• [EXTRAIT DU DOCUMENT]
----

Depuis 1990, on assiste à un discours dominant dans le monde de la coopération au développement y compris auprès des institutions financières internationales (Banque Mondiale, FMI) basé sur « la participation, l’empowerment, le partenariat ». Comme si un virage à 180° se produit et que finalement les aspirations des peuples sont écoutées. On découvre que la terre compte encore, après plus de cinquante ans de politiques de développement, près de deux milliards d’individus vivant avec moins d’un dollar par jour. La pauvreté redevient le centre de la problématique du développement et pour y remédier, les acteurs doivent participer activement à l’amélioration de leurs conditions de vie. Qu’est ce que ce discours de la participation représente en fait ? Comment se vit la participation dans les stratégies de lutte contre la pauvreté en Afrique subsaharienne ?
Après plus de cinquante ans, de stratégie de développement, le monde de la coopération découvre les paradigmes de la participation. Faisant le bilan de ces années d’ajustements structurels basées sur les stratégies de croissance économique, la stabilisation de l’économie et un retrait de l’Etat qui évite de réguler l’économie, la pauvreté s’est accentuée dans le monde. A la fin des années 80, le communisme ayant perdu, les libéraux ont le vent en poupe. Ainsi, pour relancer l’économie mondiale, les Etats-Unis et l’Angleterre dirigés respectivement par Reagan et Tchatcher incitent les institutions financières internationales à adopter et appliquer « le consensus de Washington ». « Le Consensus de Washington » a ordonné « une discipline budgétaire (la passion pour l’élimination du déficit), une réforme fiscale (profitant à ceux qui possèdent le plus), une libéralisation commerciale (démantèlement des droits de douane des pays moins développés sans contrepartie de la part des pays riches), l’ouverture aux investissements étrangers (sans normes ni contrôles), des privatisations (le patrimoine public à la portée des puissants), des déréglementations (diminution ou suppression des garanties de travail, contrôles sociaux et environnementaux), la garantie absolue du droit de propriété et le maintien ou l’installation de gouvernements de moindre poids (excepté dans leur facette policière)». En Afrique subsaharienne, on parle de politiques d’ajustements structurels qui limitent tous les budgets des secteurs non productifs tels que la santé et l’éducation, la privatisation des secteurs productifs : l’eau, la télécommunication, les transports… De telles conditions qui ont vite fait de paupériser les populations et de rendre fragile la stabilité sociopolitique et de dénaturer le rôle des Etats. Une élite corrompue s’acharne avec des investisseurs étrangers à piller les ressources locales et faciliter l’intégration au marché mondial des richesses.

----

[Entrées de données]
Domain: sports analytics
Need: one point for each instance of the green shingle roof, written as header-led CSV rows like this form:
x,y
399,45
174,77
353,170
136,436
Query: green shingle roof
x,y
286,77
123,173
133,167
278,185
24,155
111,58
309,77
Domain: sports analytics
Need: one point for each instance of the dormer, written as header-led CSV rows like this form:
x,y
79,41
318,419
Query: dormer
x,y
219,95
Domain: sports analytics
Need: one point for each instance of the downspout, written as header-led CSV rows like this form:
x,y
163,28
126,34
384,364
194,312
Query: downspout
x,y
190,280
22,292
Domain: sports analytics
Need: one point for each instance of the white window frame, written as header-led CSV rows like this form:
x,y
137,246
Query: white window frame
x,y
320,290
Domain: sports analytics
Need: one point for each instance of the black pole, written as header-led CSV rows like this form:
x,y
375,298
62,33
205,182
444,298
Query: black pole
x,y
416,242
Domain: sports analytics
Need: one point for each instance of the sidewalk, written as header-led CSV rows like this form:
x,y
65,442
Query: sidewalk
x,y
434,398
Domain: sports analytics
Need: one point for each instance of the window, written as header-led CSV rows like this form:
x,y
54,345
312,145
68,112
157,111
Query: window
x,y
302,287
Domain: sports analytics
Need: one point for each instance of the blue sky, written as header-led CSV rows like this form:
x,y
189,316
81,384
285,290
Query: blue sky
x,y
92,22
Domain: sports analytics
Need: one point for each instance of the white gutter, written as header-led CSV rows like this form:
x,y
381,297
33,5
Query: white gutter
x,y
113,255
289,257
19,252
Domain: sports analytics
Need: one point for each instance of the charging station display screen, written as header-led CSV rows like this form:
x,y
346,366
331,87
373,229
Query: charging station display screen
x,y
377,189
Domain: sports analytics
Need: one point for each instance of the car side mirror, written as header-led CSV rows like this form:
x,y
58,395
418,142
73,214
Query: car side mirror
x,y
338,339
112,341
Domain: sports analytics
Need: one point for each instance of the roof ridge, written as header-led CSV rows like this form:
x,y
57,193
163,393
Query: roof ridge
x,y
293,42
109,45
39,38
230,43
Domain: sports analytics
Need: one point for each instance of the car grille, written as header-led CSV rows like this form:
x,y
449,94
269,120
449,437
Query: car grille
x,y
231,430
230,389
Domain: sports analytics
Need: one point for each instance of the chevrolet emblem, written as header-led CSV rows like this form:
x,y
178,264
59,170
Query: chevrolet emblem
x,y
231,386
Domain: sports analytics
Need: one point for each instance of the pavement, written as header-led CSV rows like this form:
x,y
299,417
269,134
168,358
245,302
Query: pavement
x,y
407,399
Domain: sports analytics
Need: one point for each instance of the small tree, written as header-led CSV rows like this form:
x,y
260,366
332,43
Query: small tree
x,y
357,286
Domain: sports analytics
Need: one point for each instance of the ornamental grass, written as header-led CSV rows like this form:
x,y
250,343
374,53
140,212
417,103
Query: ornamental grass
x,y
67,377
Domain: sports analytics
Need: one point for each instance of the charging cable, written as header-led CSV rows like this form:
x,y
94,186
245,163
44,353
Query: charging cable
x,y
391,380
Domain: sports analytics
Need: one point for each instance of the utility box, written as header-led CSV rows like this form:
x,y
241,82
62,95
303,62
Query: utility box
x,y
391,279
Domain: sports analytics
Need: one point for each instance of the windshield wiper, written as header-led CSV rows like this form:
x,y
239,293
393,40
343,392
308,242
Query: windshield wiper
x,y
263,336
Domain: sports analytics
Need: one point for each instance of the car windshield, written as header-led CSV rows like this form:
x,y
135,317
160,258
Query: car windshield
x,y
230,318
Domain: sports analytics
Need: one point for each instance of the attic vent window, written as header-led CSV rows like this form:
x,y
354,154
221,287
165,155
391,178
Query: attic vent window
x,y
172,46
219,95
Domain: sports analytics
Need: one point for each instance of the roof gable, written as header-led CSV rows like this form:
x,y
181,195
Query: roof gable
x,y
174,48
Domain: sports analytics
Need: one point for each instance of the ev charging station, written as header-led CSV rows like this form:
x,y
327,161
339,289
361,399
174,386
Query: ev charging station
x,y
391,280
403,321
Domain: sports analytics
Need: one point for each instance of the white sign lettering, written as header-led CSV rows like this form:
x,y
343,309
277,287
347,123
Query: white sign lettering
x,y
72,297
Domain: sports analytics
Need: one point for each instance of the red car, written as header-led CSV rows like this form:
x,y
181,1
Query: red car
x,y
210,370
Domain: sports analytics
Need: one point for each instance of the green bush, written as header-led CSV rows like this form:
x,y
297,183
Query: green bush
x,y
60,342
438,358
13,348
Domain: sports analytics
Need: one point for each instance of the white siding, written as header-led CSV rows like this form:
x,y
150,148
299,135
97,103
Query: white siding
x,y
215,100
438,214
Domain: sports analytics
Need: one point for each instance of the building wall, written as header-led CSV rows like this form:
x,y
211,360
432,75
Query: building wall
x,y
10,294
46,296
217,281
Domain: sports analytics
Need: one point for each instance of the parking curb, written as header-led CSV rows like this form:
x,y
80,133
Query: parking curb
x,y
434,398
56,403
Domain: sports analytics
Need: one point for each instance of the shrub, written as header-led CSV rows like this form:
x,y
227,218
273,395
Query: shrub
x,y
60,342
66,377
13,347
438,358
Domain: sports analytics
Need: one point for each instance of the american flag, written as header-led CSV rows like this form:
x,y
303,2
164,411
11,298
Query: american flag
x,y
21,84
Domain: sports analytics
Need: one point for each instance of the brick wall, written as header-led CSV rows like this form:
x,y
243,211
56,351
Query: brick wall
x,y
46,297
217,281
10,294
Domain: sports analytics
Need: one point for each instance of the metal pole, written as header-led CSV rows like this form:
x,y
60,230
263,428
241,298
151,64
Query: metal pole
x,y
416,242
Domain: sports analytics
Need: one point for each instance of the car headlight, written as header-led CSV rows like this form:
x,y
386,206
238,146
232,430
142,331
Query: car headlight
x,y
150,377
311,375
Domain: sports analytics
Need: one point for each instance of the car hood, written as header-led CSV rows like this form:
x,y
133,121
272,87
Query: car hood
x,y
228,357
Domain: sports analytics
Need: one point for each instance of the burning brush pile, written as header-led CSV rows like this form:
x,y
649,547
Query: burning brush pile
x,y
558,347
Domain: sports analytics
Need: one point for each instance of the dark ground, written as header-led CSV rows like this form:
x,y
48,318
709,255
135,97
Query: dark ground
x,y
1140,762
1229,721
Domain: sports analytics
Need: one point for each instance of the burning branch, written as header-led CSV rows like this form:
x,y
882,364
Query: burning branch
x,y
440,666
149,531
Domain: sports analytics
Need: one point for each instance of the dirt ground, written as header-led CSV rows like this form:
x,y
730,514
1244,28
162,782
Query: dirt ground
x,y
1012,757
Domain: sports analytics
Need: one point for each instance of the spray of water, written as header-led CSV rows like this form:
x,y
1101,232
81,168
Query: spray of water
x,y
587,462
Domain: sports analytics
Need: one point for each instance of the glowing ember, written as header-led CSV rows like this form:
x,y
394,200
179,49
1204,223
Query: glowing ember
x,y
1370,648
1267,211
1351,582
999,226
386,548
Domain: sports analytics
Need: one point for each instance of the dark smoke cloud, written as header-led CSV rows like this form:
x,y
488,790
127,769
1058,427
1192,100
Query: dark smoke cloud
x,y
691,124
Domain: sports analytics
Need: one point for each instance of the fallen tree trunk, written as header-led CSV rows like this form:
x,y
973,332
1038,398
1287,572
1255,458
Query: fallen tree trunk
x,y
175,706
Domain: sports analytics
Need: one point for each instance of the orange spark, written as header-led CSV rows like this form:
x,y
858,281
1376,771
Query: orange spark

----

• [CONSIGNE 1] D'après l'extrait du document, combien d'individus la terre compte-t-elle encore vivant avec moins d'un dollar par jour ?
• [CONSIGNE 2] Renvoyez le passage de l'extrait du document situé entre « Depuis 1990, on » et « Afrique subsaharienne ? », bornes incluses.

• [RÉPONSE RÉDIGÉE 1] Près de deux milliards d'individus.

• [RÉPONSE RÉDIGÉE 2]
Depuis 1990, on assiste à un discours dominant dans le monde de la coopération au développement y compris auprès des institutions financières internationales (Banque Mondiale, FMI) basé sur « la participation, l’empowerment, le partenariat ». Comme si un virage à 180° se produit et que finalement les aspirations des peuples sont écoutées. On découvre que la terre compte encore, après plus de cinquante ans de politiques de développement, près de deux milliards d’individus vivant avec moins d’un dollar par jour. La pauvreté redevient le centre de la problématique du développement et pour y remédier, les acteurs doivent participer activement à l’amélioration de leurs conditions de vie. Qu’est ce que ce discours de la participation représente en fait ? Comment se vit la participation dans les stratégies de lutte contre la pauvreté en Afrique subsaharienne ?